▸ **VOCI FORNITE**
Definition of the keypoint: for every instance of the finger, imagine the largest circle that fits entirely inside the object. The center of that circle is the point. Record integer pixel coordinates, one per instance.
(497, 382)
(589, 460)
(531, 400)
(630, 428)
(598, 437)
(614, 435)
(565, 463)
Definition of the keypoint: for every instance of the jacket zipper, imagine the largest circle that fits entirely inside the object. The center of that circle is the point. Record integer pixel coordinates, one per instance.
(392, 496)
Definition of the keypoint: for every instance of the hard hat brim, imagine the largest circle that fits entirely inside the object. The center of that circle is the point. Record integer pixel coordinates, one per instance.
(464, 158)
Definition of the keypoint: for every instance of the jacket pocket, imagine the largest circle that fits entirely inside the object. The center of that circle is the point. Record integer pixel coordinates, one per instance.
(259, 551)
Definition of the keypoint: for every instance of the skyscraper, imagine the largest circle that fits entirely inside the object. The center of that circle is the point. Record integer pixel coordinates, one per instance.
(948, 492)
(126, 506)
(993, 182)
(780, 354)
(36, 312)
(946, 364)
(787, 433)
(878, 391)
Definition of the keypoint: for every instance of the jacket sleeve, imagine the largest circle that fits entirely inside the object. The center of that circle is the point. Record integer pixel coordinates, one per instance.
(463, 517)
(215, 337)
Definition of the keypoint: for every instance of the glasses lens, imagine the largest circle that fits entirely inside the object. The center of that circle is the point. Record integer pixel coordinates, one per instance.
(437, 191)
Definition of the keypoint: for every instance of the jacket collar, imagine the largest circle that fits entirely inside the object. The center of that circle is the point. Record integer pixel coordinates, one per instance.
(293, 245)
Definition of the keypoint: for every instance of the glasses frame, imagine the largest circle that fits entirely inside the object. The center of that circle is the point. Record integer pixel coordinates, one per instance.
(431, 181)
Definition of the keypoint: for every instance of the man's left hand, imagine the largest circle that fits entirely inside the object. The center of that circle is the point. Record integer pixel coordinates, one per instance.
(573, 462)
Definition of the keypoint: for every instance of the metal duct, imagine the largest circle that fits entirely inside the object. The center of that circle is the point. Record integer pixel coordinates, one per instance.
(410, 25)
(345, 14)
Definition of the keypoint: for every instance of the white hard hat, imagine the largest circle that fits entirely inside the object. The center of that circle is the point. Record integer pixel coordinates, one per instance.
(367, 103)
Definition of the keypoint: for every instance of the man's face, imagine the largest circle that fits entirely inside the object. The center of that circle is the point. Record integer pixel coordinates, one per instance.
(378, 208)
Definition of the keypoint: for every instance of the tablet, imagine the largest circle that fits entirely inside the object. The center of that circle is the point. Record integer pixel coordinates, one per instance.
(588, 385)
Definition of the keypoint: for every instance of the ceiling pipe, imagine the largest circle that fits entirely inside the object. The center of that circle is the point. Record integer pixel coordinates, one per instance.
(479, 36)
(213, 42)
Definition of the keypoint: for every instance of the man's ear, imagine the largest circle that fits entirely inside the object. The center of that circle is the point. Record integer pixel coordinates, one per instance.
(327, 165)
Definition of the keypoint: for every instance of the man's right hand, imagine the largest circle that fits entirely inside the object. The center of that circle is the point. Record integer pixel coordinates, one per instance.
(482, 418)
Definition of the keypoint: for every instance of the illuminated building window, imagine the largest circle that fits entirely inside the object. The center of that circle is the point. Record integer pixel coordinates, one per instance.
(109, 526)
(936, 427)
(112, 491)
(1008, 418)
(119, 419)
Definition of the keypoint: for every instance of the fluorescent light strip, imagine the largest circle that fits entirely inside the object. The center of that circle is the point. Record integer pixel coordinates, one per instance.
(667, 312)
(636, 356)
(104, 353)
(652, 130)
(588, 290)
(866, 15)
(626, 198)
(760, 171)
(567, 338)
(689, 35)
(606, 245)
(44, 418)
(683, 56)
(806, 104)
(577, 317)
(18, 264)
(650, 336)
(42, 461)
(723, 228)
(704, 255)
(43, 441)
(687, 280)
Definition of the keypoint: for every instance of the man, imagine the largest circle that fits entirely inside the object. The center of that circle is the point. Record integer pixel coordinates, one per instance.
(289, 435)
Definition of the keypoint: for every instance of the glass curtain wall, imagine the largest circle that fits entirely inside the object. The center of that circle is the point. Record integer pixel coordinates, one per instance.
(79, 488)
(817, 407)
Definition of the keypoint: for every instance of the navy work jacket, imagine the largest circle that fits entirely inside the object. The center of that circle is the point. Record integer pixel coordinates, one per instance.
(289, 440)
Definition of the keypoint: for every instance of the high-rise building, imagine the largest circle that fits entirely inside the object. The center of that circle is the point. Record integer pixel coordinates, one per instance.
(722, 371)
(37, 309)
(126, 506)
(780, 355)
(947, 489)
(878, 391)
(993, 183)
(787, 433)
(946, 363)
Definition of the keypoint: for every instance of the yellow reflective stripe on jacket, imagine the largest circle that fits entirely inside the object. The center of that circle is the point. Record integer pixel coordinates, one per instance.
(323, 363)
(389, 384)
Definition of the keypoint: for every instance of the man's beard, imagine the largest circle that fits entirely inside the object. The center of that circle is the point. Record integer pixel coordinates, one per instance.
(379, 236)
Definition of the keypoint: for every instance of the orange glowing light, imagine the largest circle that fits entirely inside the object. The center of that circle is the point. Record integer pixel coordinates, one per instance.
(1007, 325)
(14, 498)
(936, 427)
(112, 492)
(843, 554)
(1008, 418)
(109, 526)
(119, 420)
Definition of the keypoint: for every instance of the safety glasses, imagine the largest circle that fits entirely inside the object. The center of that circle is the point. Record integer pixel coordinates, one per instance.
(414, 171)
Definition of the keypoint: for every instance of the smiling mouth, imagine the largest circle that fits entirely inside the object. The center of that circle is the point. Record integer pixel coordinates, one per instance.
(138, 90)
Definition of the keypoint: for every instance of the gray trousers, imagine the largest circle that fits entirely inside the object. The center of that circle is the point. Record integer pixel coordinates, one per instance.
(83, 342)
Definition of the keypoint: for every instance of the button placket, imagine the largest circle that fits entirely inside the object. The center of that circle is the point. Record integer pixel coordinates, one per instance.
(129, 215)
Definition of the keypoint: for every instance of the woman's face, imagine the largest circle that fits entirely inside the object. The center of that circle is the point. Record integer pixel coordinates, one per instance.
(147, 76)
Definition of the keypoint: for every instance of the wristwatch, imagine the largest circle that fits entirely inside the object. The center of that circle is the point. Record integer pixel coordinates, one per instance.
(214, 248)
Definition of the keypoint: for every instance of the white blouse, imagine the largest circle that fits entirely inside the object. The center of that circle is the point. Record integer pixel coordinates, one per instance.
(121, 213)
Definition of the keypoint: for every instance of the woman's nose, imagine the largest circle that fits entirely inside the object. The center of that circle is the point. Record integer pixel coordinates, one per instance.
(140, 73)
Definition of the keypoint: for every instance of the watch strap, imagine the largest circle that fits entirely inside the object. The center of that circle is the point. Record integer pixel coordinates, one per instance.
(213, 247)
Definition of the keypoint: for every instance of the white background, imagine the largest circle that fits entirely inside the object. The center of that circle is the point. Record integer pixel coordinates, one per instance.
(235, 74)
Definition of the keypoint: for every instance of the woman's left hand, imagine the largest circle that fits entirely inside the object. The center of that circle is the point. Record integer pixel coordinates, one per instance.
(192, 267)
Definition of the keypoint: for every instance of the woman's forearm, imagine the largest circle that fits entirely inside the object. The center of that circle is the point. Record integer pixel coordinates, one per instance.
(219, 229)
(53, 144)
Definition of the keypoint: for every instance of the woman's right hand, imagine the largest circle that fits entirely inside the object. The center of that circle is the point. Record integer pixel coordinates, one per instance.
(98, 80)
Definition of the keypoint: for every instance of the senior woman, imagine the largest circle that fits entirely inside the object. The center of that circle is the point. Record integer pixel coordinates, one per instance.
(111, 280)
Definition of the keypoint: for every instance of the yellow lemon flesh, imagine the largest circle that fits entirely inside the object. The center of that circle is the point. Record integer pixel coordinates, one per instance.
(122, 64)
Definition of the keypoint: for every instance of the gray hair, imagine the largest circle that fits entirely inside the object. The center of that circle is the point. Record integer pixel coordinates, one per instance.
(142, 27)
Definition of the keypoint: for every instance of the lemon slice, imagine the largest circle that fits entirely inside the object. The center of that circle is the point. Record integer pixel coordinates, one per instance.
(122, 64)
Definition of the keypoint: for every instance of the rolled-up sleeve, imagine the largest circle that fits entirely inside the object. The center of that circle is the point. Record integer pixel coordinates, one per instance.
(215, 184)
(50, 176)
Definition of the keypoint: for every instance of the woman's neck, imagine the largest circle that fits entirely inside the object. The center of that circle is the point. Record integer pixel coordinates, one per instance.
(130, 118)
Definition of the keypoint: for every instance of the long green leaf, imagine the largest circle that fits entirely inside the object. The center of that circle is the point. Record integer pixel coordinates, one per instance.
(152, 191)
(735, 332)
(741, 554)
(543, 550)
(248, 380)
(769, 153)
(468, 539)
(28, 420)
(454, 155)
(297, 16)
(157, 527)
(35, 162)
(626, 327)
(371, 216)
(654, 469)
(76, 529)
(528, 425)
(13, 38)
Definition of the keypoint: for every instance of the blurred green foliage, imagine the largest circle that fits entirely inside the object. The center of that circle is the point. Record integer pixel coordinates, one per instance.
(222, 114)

▸ **COSA SERVE**
Riscrivi tutto, dalla riga che contiene "Definition of the keypoint: for every instance of the rolled-up" fino alla fine delle voci, sostituendo "largest" con "biggest". Il resto deve rimanere invariato.

▸ **RISULTATO**
Definition of the keypoint: for every instance of the rolled-up sleeve, imagine the biggest circle that fits entirely inside the object. The center of that circle is the point. Record integer pixel coordinates, one per instance.
(215, 184)
(50, 176)
Definition of the keypoint: for every instance of the woman's neck, imagine the biggest circle that fits entirely inside the object. The center of that circle is the point. Record integer pixel coordinates, one per instance.
(130, 118)
Definition of the keypoint: for every instance of the long green leaf, imagine the biggest circle that fits entirely inside the object. The center of that circle is the point. Record integer pixel coordinates, one per instance.
(152, 191)
(735, 332)
(741, 554)
(543, 550)
(248, 380)
(769, 153)
(468, 539)
(28, 420)
(454, 155)
(297, 16)
(157, 527)
(35, 162)
(626, 327)
(371, 216)
(654, 469)
(76, 529)
(528, 425)
(13, 38)
Definition of the keypoint: for every instance of the blurred green foliage, imagine the biggest circle that fits entirely inside the object. The center of that circle is the point. Record integer pixel coordinates, one per instance.
(222, 114)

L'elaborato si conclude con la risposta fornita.